▶ **EXERCISE DESCRIPTION**: According to the passage on the CDC/ATSDR Statistical Advisory Group, since what year has the group sponsored an exhibit booth highlighting statistical activities at CDC/ATSDR?
*** Opening of SELECTED EXTRACT ***
The CDC/ATSDR Statistical Advisory Group
The CDC/ATSDR Statistical Advisory Group (SAG), a scientific workgroup sponsored by the Office of the Chief Science Officer (14), coordinates statistical activities throughout the agency. SAG was established in 1989 to act in an advisory capacity to the Office of the Director to facilitate and address statistical issues, problems, and opportunities that influence the quality and integrity of science at CDC and to coordinate agencywide statistical activities and increase communication across organizational components.
SAG activities illustrate the breadth of statistical activity throughout CDC/ATSDR. Since 1989, biennial symposia have been held on topics of interest to the public health community, such as surveillance (15) and study design and decision making (16). Each year, SAG recognizes outstanding statistical papers published during the previous year with the CDC/ATSDR Statistical Science Awards. The most recent winners included manuscripts on capture-recapture analysis (17) and genetic studies (18). SAG is responsible for advanced statistical/epidemiologic training at CDC/ATSDR and maintains a listserv and intranet site.
Other SAG statistical activities include participation in statistical/protocol review and institutional review boards and leadership in the development, procurement, and installation of statistical software available for use by researchers in the CDC/ATSDR community. SAG has provided review and advice on complex statistical and broad scientific issues, such as validation of the statistical design of the Vietnam Experience Study of the health of Vietnam veterans, and codeveloped an evaluation of recruitment and retention policies at CDC/ATSDR. Other special requests, such as for development of training materials or requests for interagency collaboration and sentation, also frequently are handled through SAG. Since 1990, SAG has sponsored an exhibit booth highlighting statistical activities at CDC/ATSDR that has been displayed at the Joint Statistical Meetings and other conferences for informational and recruiting purposes.
Future Directions for Statistics at CDC/ATSDR
The critical role of statistics in accomplishing the mission of CDC/ATSDR will become even more apparent as the agency begins to align its activities around its overarching health protection goals. The assessment of burden, effectiveness of interventions, cost considerations, and evaluation frameworks all will require rigorous attention to methods of data-ollection, study design, and analytic technique. The ability of statisticians to ensure the most effective use of quantitative science in research and analysis and in meeting new challenges in the evolving public health mission of CDC/ATSDR will require reexamination of statistical skills and contributions. A multidisciplinary approach to investigation of public health problems, such as emergency preparedness and obesity, already is being realized. Continued valuable statistical input will be key to efficient use of new technologies, such as in informatics, Web-based query systems, geographic information systems, and survey data collection methodologies. Advances in the field of relational databases, for example, and its coupling with Web-based technology have facilitated improvements in the efficiency of data collection and increases in size and completeness of data available for analysis. The developing BioSense program (19), initiated at CDC and operational throughout the United States, uses existing health-care information from hospitals, ambulatory-care clinics, and commercial laboratories for early event detection and health situational awareness. Use of multisource data and further development of record linkage techniques to extract maximal information from existing data sources also will require addressing privacy and confidentiality concerns, as well as appropriate methods of communication of important public health findings to the nation.
*** Close of SELECTED EXTRACT ***
*** Opening of LISTED ENTRIES ***
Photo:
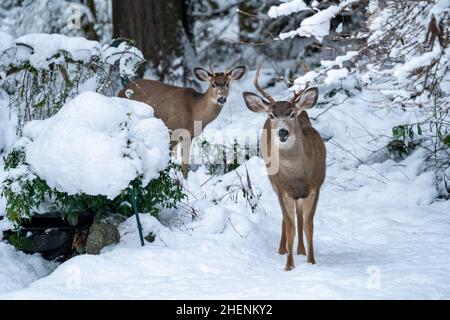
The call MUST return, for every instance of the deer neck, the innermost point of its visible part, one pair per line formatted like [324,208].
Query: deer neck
[206,109]
[294,158]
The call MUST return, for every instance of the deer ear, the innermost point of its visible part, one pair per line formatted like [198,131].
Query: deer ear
[255,103]
[308,99]
[202,74]
[237,73]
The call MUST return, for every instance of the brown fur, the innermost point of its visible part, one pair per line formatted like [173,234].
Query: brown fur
[180,108]
[296,168]
[297,183]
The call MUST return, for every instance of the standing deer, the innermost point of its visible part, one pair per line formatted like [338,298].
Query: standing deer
[294,154]
[180,108]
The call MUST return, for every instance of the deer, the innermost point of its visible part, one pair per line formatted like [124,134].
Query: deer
[294,155]
[181,109]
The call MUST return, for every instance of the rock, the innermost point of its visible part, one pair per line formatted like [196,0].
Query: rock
[100,236]
[115,219]
[51,245]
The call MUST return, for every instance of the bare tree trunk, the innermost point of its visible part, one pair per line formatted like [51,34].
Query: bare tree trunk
[162,30]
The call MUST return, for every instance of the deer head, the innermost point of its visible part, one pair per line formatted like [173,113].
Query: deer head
[282,114]
[219,82]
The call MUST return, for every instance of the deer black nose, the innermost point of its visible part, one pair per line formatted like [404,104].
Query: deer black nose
[222,100]
[283,134]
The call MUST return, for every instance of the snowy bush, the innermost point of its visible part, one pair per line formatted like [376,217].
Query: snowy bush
[68,17]
[409,44]
[40,72]
[406,57]
[87,157]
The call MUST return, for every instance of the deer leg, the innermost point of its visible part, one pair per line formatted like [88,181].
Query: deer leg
[299,211]
[310,208]
[173,149]
[282,249]
[186,150]
[290,230]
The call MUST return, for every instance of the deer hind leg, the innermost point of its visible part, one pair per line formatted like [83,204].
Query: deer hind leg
[310,204]
[289,219]
[299,211]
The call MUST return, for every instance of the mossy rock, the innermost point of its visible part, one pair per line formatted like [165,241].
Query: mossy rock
[101,235]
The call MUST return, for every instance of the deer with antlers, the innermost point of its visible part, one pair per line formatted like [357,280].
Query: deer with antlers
[294,154]
[181,109]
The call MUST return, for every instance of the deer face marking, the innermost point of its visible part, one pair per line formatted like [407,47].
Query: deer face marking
[219,82]
[282,114]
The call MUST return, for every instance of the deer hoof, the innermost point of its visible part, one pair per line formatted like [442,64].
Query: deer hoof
[289,267]
[311,260]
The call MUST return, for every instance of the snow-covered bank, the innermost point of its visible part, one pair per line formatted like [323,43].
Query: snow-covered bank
[19,270]
[370,243]
[378,233]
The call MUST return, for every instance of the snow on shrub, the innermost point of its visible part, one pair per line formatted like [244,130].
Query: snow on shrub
[40,72]
[317,25]
[86,156]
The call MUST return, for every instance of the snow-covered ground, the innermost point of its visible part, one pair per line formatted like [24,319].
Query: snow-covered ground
[379,233]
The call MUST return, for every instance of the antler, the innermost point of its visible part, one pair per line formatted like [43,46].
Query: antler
[255,83]
[212,69]
[297,94]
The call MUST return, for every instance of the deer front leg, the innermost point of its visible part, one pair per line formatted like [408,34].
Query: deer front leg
[289,219]
[185,156]
[299,211]
[310,204]
[282,249]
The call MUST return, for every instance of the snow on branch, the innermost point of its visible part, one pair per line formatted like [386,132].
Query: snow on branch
*** Close of LISTED ENTRIES ***
▶ **PROBLEM SOLUTION**: Since 1990.